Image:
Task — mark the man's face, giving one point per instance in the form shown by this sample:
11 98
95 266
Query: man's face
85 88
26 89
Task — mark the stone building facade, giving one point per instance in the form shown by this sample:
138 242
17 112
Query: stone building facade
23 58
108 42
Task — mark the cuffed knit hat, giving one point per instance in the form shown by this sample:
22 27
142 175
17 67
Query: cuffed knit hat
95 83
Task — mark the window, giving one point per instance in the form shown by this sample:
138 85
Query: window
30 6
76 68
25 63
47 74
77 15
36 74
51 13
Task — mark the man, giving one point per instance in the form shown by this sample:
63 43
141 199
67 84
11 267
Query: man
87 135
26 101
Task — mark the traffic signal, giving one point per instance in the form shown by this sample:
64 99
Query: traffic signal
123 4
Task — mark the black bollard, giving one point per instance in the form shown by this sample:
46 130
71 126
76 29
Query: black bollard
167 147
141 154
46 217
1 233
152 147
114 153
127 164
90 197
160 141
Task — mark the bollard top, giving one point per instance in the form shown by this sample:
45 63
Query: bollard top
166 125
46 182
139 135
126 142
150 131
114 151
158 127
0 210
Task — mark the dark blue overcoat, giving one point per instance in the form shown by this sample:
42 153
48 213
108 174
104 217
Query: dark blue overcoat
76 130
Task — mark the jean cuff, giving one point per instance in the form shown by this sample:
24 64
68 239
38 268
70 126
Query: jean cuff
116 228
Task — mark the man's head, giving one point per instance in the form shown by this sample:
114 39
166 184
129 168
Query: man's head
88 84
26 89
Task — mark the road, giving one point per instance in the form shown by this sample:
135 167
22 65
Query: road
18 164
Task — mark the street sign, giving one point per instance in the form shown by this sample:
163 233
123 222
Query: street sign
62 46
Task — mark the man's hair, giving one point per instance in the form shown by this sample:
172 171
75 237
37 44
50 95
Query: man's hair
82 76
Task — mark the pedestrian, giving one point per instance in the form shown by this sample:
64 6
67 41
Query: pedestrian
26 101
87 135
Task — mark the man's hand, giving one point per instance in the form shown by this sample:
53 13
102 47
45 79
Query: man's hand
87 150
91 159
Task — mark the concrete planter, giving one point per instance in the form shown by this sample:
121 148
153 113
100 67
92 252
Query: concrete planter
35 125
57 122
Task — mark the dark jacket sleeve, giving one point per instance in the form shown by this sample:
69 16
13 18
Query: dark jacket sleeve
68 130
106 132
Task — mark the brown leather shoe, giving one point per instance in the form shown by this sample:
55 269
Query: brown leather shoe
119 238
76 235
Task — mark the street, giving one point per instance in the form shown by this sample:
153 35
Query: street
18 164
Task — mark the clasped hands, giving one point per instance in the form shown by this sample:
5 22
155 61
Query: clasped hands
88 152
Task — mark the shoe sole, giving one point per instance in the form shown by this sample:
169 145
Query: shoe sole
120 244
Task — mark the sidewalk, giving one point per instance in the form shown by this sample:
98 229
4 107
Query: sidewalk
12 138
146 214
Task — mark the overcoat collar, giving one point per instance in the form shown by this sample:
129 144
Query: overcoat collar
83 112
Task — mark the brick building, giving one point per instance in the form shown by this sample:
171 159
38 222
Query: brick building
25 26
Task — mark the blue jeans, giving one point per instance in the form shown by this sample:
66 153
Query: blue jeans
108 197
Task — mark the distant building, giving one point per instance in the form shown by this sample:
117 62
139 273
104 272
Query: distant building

========

▶ **EXERCISE AIM**:
Each entry above is to be quoted exactly.

▶ **EXERCISE RESPONSE**:
Image:
Task — mark the man's face, giving one point per instance in the form shown by this sample:
11 98
95 266
Query: man's face
85 88
26 89
Task — mark the stone building facade, giving one point per instance in the form shown by this sample:
138 242
17 112
Query: stone building facade
23 58
108 42
Task — mark the cuffed knit hat, giving one point per instance in the form shown by this sample:
22 27
142 175
17 67
Query: cuffed knit hat
95 83
Task — mark the window, giving one point per instance in the form shown by this sample:
138 85
Query: window
30 6
76 68
25 63
47 74
77 15
36 74
51 13
Task — mark the man, giving one point per instance in the form shown by this sample:
63 43
141 199
67 84
11 267
Query: man
87 135
26 101
Task — mark the traffic signal, giving one point per instance in the form shown by this sample:
64 99
Query: traffic signal
123 4
Task — mark the black bollard, giving one point per instance in the form shown by this sample:
46 130
71 126
76 29
Query: black bollard
167 147
141 154
46 217
1 233
152 147
114 153
127 164
90 197
160 141
Task — mark the bollard top, giving one point per instance in the form shown by this sample:
45 63
Query: bollard top
166 125
46 182
139 135
126 142
150 131
114 151
158 127
0 210
Task — mark the dark blue overcoat, giving one point per instance in the form shown by this sample:
42 153
48 213
108 174
104 217
Query: dark blue overcoat
76 130
Task — mark the jean cuff, giving one point per instance in the form shown by this sample:
24 64
68 239
38 268
70 126
Query: jean cuff
116 228
Task — mark the man's head, giving one point per instance in the form shown by this sample:
114 39
166 184
129 168
Query: man's head
88 84
26 89
Task — mark the road, giving one point per instance in the form shown by this sample:
135 167
22 65
Query: road
18 164
Task — mark the street sign, giving one point per instance in the form shown by this sample:
163 233
123 222
Query: street sign
62 46
Task — mark the man's hair, giving one point per instance in the form shown by this sample:
172 171
75 237
37 44
50 95
Query: man's hair
82 76
Task — mark the pedestrian, giving one point per instance in the form shown by this sample:
64 6
67 41
Query: pedestrian
26 101
87 135
Task — mark the man's hand, giving one point per instance in the form shown by this sample:
53 13
102 47
45 79
Query: man's hand
87 150
91 159
Task — mark the concrete planter, giving one point per instance in the form shown by this sample:
121 148
153 113
100 67
92 252
Query: concrete planter
35 125
57 122
Task — mark the dark jacket sleeve, giving one point per instance in the form shown by this sample:
69 16
13 18
Query: dark jacket sleeve
68 130
106 132
Task — mark the brown leather shoe, giving one point per instance in the form shown by this sample:
55 269
Query: brown leather shoe
119 238
76 235
Task — mark the street, giving one point per instance in the form shown by this sample:
153 35
Query: street
18 164
Task — mark the clasped hands, giving one point per instance in the form shown by this sample:
5 22
155 61
Query: clasped hands
88 152
Task — mark the shoe sole, giving one point per instance in the form shown by this sample:
169 145
Query: shoe sole
120 244
Task — mark the sidewalk, giving one point per instance in the form shown by this sample:
98 229
4 107
Query: sidewalk
12 138
146 214
Task — mark the overcoat collar, giving one point per instance in the form shown by this sample:
129 144
Query: overcoat collar
83 112
Task — mark the brick building, giving one point per instance in the form shown by this sample:
171 159
38 222
Query: brick building
25 26
Task — mark the blue jeans, giving one point per instance in the form shown by this sample:
66 153
Query: blue jeans
108 197
Task — mark the distant building, giving one point per instance in the form shown by this sample:
117 62
139 273
104 272
Query: distant building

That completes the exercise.